## Information supplied
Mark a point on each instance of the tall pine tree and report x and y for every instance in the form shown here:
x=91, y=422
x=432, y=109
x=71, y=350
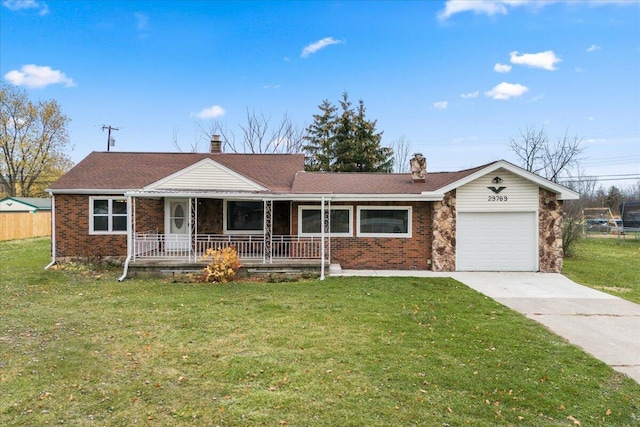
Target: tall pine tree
x=345, y=142
x=320, y=139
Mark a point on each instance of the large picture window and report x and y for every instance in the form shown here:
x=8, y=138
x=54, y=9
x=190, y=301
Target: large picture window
x=310, y=221
x=384, y=221
x=244, y=217
x=108, y=215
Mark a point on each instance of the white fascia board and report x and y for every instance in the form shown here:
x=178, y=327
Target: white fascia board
x=235, y=174
x=182, y=194
x=423, y=197
x=563, y=192
x=89, y=191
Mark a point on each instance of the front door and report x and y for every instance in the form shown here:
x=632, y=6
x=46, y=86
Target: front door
x=177, y=225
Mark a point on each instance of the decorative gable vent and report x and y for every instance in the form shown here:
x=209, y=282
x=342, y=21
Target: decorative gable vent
x=216, y=145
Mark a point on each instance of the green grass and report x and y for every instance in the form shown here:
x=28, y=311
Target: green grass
x=607, y=264
x=79, y=348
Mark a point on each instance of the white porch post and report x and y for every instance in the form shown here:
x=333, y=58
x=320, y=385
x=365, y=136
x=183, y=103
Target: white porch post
x=131, y=215
x=268, y=231
x=193, y=227
x=322, y=215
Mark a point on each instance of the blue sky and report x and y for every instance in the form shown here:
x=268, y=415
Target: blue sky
x=456, y=79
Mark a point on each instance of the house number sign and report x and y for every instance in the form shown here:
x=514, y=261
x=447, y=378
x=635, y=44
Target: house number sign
x=497, y=190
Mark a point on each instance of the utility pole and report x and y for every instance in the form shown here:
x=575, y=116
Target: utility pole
x=109, y=128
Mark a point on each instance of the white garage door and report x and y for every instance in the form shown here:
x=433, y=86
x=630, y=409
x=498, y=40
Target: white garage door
x=504, y=241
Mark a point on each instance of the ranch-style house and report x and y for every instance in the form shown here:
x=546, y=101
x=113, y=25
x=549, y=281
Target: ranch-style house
x=169, y=208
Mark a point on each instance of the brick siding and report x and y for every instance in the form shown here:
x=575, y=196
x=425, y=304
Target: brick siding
x=72, y=231
x=392, y=253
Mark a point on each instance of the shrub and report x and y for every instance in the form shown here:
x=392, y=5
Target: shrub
x=223, y=264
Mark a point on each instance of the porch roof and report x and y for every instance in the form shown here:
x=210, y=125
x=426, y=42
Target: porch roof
x=132, y=171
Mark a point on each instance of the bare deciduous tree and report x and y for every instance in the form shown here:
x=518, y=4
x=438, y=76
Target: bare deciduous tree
x=33, y=140
x=401, y=150
x=257, y=134
x=538, y=155
x=555, y=162
x=530, y=147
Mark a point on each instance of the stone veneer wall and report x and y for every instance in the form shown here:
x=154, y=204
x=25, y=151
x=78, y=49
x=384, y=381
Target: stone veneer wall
x=443, y=254
x=550, y=239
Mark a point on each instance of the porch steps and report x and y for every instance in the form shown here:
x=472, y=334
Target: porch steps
x=259, y=271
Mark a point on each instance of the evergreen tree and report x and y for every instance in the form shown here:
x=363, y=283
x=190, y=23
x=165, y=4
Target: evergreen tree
x=345, y=142
x=320, y=139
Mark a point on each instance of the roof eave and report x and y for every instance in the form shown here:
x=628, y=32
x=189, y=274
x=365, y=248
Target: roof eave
x=87, y=191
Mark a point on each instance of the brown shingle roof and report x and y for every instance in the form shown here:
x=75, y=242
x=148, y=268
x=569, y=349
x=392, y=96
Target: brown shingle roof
x=373, y=183
x=277, y=172
x=129, y=171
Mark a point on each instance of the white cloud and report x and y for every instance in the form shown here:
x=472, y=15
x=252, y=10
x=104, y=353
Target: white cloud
x=501, y=68
x=211, y=112
x=491, y=8
x=506, y=91
x=545, y=60
x=316, y=46
x=16, y=5
x=36, y=76
x=441, y=105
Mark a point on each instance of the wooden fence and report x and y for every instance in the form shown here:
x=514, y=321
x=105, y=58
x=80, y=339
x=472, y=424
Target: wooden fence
x=23, y=225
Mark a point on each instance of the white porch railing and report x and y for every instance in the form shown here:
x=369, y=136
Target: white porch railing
x=162, y=246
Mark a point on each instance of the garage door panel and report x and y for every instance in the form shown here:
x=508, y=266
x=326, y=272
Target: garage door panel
x=504, y=241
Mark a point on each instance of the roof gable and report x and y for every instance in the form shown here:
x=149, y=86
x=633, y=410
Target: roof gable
x=563, y=192
x=206, y=175
x=25, y=204
x=118, y=172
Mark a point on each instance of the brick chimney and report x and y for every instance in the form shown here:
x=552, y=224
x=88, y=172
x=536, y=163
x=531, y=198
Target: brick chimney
x=216, y=145
x=418, y=168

## Task statement
Restate the records in full and word for word, but keep the pictures out.

## Reply
Mark a point on each instance of the tall pine tree and report x and y for every instance in the form shown here:
x=91, y=422
x=432, y=109
x=71, y=350
Target: tall pine tree
x=345, y=142
x=320, y=139
Mark a point on each instance of the large picture window and report x and y for every instance in the form shown here:
x=8, y=138
x=54, y=9
x=190, y=301
Target: large picture window
x=310, y=221
x=384, y=221
x=244, y=217
x=108, y=215
Mark a point on each instance of the white fascia board and report x and y for every instance in the form shown here:
x=178, y=327
Target: white fascia board
x=235, y=174
x=182, y=194
x=423, y=197
x=563, y=192
x=89, y=191
Mark a point on each instance of the front door and report x and y for every instance in the form shown here:
x=632, y=6
x=46, y=86
Target: front door
x=177, y=225
Mark a point on each instance of the decorative gable vent and report x and y for every instance in the form shown here:
x=209, y=282
x=342, y=21
Target: decorative gable vent
x=216, y=145
Mark a point on each instance of the green grass and report x and y for every instance in the form shown here:
x=28, y=311
Target: green grass
x=607, y=264
x=79, y=348
Mark a point on each instance of the white porch post and report x and y for every instance in the form shown here:
x=333, y=58
x=320, y=385
x=365, y=136
x=183, y=103
Target: white porch post
x=131, y=215
x=268, y=231
x=193, y=227
x=322, y=215
Mark a point on each instance of the blue sky and report x and y for every instance in the form shown here:
x=268, y=415
Target: blue sky
x=456, y=79
Mark a point on each instance of the house number sign and report x and y for every instance in the form shown here:
x=514, y=261
x=447, y=378
x=635, y=44
Target: house number sign
x=497, y=190
Mark a point on each instance of the utility pole and report x and y for every instance in the form shown here:
x=575, y=116
Target: utility pole
x=109, y=128
Mark a point on each instance of the white garage door and report x and y for every instance in the form shown here:
x=433, y=86
x=630, y=409
x=498, y=40
Target: white garage door
x=504, y=241
Mark a point on each instance of the ranch-style house and report x and y for every instance in the form shown here:
x=546, y=101
x=113, y=25
x=549, y=281
Target: ranch-style house
x=169, y=208
Mark a point on each instance of the brick siding and report x and y for every instance in the form shown here:
x=575, y=196
x=425, y=304
Target: brick siding
x=72, y=231
x=392, y=253
Mark a point on each instance of the shrub and report x and y for every instance in the form shown here:
x=392, y=5
Target: shrub
x=223, y=264
Mark a point on each instance of the porch roof and report x and y for every instance in the form shown here:
x=210, y=125
x=426, y=42
Target: porch roof
x=132, y=171
Mark a point on each instance of the bare deciduous tree and report x and y for every instance in the form shown here:
x=518, y=4
x=438, y=76
Target: bare deciduous tree
x=33, y=140
x=401, y=150
x=257, y=134
x=538, y=155
x=555, y=162
x=530, y=147
Mark a point on each instance of the stone veneer wall and report x and y for every instance in the form shown here:
x=154, y=204
x=25, y=151
x=78, y=49
x=384, y=381
Target: stone veneer wall
x=443, y=254
x=550, y=239
Mark a point on each instance of the porch steps and report x and y for every instance in the form shown here:
x=472, y=334
Target: porch steps
x=259, y=271
Mark a point on each instance of the evergreen tree and report x and y for every instance in the form shown here:
x=363, y=283
x=190, y=23
x=165, y=4
Target: evergreen tree
x=345, y=142
x=320, y=139
Mark a point on each instance of the roof eave and report x and y for every instance in the form shown here:
x=628, y=32
x=189, y=274
x=365, y=248
Target: roof eave
x=87, y=191
Mark a point on each instance of the brown shingle roof and report x and y for every instance in the form shown here:
x=75, y=242
x=148, y=268
x=569, y=349
x=392, y=96
Target: brown shingle roof
x=373, y=183
x=277, y=172
x=129, y=171
Mark a point on each instance of the white cloud and report x and y for every instance in the form shown here:
x=472, y=15
x=252, y=10
x=104, y=353
Target: white cloud
x=501, y=68
x=211, y=112
x=491, y=8
x=506, y=91
x=545, y=60
x=316, y=46
x=16, y=5
x=36, y=76
x=441, y=105
Mark a point on each instance of the wooden fence and report x and y for every instance in the form shown here:
x=514, y=321
x=105, y=58
x=80, y=339
x=472, y=424
Target: wooden fence
x=23, y=225
Mark a point on each instance of the white porch railing and report x and y for every instance in the form shown here:
x=369, y=136
Target: white porch railing
x=162, y=246
Mark a point on each instance of the garage door panel and report x and y for every instance in the form shown here:
x=508, y=266
x=326, y=272
Target: garage door panel
x=504, y=241
Mark a point on each instance of the roof gable and report x and y for every instance in the form shown here:
x=149, y=86
x=633, y=410
Target: roof gable
x=563, y=192
x=206, y=175
x=25, y=204
x=118, y=172
Mark a point on each instance of the brick chimney and report x and y for every instance in the form shown here:
x=552, y=224
x=88, y=172
x=536, y=163
x=531, y=198
Target: brick chimney
x=216, y=145
x=418, y=168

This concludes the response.